Task details => Please rewrite the material starting with the line containing "query: the noun phrase to segment: vertical" and going on through the line containing "[[[52,3],[47,2],[48,5],[48,20],[47,20],[47,49],[52,48]]]". Keep every line, and multiply only the outline coordinates by 1.95, rounding each to a whole number with halves going up.

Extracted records

****

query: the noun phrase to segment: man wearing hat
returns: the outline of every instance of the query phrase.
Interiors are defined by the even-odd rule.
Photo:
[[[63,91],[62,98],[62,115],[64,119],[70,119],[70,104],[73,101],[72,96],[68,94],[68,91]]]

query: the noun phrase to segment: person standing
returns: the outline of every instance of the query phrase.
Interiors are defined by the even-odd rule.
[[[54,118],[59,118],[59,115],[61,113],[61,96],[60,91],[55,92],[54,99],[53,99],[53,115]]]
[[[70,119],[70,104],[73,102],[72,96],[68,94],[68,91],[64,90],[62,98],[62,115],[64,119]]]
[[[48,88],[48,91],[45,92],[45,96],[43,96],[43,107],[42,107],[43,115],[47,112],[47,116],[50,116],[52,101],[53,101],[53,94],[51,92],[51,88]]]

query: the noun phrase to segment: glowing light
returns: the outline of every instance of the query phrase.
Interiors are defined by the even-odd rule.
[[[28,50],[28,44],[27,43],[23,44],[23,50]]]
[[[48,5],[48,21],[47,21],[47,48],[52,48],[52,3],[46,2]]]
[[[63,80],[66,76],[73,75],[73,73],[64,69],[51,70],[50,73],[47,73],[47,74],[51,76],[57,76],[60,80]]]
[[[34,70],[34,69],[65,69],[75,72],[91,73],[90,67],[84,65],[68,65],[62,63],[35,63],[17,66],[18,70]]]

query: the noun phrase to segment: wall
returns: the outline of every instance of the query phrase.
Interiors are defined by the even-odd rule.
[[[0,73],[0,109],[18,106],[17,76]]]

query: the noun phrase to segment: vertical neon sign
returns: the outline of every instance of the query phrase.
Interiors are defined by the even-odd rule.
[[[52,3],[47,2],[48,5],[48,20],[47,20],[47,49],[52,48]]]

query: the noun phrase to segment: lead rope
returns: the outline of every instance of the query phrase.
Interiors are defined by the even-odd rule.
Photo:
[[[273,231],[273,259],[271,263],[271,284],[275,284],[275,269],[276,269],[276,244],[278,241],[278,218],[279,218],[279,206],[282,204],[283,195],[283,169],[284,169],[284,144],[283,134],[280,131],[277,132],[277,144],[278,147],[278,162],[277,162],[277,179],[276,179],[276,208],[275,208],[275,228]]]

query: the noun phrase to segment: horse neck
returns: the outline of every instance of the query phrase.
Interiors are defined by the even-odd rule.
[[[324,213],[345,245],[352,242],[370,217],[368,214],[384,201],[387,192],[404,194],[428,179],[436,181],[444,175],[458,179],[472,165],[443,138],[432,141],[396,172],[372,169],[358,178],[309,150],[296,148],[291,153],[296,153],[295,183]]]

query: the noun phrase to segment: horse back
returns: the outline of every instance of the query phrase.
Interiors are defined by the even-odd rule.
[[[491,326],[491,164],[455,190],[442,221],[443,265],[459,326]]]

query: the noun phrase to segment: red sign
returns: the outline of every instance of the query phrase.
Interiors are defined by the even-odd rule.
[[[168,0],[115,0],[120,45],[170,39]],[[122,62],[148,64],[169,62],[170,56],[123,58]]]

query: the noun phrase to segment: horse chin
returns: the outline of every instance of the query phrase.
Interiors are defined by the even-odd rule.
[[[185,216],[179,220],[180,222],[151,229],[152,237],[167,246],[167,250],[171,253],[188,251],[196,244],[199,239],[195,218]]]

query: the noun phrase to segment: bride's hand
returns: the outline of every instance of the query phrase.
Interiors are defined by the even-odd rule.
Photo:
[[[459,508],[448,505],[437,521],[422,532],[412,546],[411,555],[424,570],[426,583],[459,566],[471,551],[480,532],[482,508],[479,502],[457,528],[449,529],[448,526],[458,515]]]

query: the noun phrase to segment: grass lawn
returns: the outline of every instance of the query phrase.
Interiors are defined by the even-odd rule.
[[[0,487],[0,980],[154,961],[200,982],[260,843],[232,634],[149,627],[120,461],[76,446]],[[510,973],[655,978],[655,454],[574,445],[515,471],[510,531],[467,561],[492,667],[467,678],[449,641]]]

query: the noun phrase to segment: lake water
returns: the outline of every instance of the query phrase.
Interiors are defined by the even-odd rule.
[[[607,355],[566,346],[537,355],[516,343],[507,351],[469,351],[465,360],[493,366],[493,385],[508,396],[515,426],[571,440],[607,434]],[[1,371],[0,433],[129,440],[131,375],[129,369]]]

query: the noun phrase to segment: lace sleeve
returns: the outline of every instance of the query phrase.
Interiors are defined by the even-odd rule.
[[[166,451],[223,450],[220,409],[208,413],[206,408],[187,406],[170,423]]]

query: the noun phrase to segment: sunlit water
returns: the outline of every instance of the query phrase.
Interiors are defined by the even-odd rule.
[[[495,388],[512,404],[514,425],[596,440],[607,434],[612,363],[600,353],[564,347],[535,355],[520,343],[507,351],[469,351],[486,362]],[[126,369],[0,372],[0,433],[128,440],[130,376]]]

****

Written reply =>
query: the noun phrase to segment: vertical neon sign
returns: the outline of every instance of the query phrase.
Interiors are defined by the even-odd rule.
[[[101,6],[92,4],[94,10],[94,39],[92,39],[92,96],[101,94]]]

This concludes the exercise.